Task>
Gather every line from the rows below that contains the string "gate". Treat uppercase and lowercase as distinct.

Excerpts of location labeling data
- - -
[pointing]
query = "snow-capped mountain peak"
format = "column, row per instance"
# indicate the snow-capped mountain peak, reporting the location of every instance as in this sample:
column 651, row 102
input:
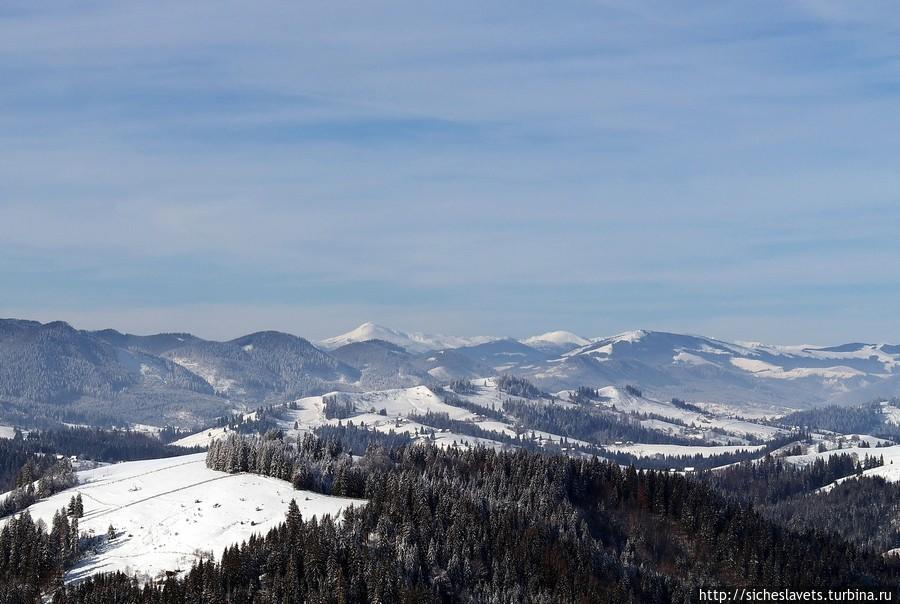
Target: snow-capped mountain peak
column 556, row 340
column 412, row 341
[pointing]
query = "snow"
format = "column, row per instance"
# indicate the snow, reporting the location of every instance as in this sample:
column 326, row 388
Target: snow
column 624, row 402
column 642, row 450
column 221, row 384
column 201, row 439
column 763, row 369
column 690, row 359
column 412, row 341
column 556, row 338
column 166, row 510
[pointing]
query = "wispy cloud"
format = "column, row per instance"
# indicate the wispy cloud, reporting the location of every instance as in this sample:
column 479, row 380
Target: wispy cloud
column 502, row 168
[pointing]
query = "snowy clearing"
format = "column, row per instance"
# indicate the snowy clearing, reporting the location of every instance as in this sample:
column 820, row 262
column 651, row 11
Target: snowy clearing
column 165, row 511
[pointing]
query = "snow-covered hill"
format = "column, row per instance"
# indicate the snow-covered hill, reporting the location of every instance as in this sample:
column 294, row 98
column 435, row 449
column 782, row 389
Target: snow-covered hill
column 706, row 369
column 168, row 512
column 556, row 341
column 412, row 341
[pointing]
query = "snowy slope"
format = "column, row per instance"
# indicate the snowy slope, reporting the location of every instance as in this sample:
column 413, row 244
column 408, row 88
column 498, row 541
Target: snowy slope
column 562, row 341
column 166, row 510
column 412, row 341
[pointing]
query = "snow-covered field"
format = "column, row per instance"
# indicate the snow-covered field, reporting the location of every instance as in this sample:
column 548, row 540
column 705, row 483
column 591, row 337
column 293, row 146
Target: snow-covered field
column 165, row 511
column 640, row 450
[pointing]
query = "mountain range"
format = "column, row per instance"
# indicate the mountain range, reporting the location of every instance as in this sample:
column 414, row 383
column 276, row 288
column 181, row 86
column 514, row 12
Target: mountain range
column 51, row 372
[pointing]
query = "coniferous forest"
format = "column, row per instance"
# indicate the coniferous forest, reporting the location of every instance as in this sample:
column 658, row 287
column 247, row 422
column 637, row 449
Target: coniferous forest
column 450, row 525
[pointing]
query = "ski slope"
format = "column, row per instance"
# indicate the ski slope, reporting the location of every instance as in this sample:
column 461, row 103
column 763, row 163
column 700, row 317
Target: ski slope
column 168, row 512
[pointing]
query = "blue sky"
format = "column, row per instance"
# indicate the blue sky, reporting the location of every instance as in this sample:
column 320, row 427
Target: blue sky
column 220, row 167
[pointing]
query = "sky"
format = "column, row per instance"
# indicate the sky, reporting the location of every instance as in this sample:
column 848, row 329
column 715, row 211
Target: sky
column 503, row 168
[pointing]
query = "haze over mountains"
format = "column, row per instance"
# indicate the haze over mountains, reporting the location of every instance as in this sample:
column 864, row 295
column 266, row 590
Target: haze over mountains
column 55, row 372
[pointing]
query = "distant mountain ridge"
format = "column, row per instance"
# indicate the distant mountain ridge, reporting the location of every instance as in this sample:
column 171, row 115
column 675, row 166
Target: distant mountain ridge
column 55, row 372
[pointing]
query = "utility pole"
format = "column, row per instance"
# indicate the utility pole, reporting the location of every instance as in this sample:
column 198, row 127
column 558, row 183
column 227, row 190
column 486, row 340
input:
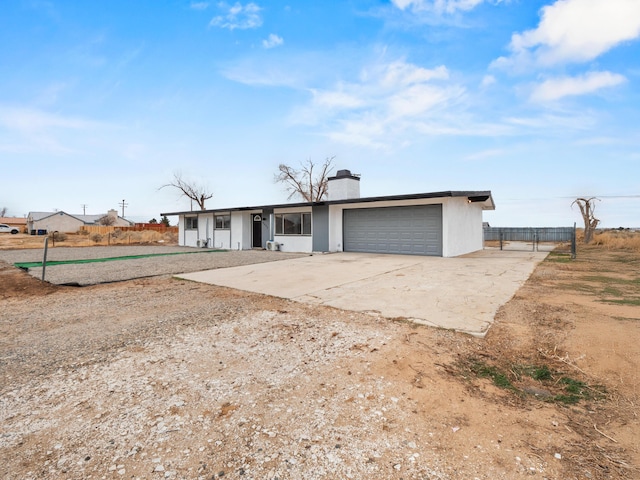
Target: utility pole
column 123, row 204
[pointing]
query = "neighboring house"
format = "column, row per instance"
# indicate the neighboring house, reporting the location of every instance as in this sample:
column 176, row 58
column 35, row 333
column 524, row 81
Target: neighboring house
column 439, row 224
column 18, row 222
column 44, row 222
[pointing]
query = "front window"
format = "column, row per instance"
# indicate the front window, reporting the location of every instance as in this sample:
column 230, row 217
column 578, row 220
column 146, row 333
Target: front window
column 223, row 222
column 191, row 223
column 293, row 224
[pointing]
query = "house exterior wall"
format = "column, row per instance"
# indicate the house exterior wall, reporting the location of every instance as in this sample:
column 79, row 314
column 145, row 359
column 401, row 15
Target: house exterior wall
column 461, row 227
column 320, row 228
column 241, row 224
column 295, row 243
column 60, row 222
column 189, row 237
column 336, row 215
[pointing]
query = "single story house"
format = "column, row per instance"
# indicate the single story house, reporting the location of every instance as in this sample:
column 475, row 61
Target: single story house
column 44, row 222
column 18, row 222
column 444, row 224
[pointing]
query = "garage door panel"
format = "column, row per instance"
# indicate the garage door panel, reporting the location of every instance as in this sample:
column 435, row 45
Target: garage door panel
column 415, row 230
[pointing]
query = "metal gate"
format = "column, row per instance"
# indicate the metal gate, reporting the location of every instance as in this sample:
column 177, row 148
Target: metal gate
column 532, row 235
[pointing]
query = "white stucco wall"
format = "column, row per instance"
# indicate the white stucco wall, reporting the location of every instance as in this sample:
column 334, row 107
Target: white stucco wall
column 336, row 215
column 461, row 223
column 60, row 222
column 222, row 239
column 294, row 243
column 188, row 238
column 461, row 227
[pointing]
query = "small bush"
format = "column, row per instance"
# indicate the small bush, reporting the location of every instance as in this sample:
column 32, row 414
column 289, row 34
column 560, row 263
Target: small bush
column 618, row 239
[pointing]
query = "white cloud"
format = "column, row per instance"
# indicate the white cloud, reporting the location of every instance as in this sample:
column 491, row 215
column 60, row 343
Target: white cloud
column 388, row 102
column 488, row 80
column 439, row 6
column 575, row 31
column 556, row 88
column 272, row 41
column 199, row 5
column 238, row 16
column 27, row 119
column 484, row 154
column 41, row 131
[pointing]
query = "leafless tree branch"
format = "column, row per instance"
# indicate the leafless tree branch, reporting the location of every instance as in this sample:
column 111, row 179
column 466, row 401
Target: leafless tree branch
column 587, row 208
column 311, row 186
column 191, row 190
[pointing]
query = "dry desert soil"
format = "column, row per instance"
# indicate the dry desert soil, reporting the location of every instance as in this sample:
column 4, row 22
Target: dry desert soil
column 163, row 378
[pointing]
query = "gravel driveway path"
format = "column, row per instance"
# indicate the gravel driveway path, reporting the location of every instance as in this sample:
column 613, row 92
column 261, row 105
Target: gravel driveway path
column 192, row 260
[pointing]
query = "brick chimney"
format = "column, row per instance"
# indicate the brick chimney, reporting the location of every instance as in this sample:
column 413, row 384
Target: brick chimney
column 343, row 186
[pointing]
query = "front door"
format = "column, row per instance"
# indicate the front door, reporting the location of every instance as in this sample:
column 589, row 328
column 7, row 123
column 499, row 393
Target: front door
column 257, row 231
- - -
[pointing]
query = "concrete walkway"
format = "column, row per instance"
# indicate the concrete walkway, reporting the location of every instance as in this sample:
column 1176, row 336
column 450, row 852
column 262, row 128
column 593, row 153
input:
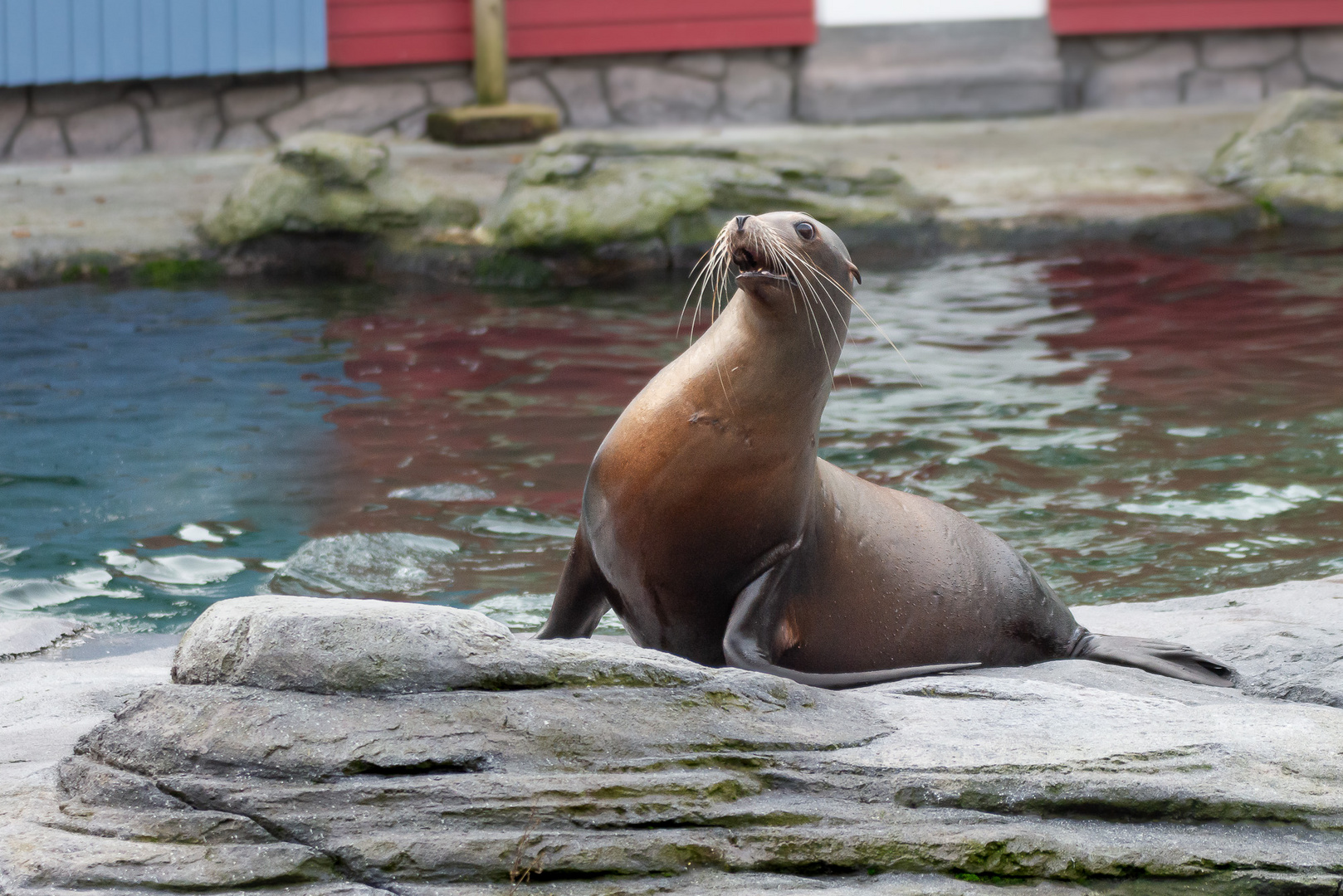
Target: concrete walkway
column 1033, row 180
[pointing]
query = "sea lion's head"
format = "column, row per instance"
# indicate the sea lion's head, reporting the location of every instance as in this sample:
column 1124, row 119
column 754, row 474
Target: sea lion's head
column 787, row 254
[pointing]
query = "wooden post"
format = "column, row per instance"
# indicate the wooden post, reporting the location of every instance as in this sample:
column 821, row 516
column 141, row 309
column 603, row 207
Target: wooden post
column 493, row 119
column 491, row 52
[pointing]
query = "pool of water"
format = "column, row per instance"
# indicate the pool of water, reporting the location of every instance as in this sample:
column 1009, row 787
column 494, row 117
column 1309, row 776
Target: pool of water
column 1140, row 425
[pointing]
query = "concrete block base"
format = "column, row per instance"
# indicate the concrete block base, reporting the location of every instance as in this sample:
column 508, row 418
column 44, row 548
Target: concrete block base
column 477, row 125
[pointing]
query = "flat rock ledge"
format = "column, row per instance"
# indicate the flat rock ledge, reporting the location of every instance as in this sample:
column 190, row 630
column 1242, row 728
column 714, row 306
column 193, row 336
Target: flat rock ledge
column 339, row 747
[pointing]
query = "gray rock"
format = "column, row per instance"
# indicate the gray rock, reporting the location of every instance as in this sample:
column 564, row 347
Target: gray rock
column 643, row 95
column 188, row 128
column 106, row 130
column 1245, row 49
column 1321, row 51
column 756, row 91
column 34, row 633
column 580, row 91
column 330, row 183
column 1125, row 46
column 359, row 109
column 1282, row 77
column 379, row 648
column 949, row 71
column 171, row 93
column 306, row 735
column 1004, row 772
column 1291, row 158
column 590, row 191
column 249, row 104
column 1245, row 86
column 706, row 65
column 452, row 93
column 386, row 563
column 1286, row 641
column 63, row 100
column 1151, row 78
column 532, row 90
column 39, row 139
- - -
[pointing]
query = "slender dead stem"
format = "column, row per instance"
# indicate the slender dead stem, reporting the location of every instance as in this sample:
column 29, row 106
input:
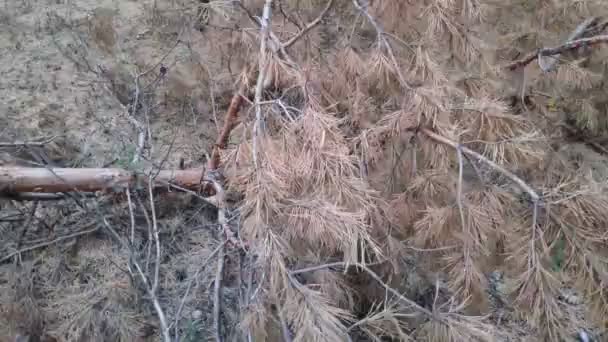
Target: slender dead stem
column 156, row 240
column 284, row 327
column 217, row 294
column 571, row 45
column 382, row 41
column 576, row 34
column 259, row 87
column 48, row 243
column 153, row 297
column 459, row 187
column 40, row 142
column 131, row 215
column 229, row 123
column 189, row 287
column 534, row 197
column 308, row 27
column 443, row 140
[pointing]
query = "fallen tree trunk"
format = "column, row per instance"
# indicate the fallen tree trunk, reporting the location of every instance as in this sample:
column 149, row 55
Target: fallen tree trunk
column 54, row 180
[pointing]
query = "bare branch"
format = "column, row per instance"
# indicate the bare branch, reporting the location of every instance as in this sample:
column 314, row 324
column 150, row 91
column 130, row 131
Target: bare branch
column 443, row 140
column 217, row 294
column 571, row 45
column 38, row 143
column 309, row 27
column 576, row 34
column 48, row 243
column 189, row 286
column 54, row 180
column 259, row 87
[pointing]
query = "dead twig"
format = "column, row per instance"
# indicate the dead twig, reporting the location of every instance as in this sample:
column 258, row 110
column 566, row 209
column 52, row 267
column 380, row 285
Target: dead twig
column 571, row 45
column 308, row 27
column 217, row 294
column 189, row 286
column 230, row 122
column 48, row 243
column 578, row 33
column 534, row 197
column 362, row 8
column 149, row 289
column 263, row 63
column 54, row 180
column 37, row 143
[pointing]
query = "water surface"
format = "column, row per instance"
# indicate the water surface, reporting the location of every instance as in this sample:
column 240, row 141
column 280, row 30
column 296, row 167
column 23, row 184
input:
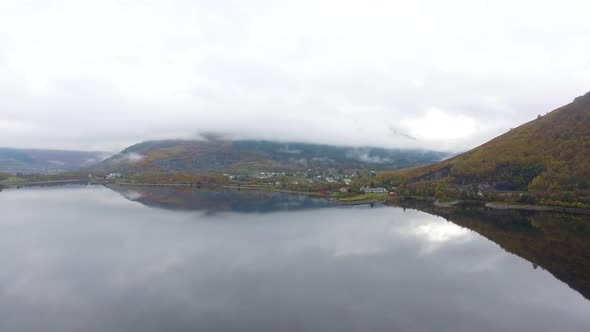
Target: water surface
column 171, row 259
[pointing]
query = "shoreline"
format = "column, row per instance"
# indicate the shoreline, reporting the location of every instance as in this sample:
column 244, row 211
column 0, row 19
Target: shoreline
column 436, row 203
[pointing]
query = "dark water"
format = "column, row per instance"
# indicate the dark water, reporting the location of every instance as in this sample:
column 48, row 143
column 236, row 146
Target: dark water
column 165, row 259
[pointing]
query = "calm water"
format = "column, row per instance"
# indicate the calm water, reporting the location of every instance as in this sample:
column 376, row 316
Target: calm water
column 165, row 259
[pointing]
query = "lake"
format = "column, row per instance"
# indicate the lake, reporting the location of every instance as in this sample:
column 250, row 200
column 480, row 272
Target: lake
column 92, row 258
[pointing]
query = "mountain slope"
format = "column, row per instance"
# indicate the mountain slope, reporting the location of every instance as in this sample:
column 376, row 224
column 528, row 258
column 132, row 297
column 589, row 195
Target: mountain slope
- - -
The answer>
query = "metal gate"
# indicate the metal gate, reporting the location of every instance as in this sample:
Target: metal gate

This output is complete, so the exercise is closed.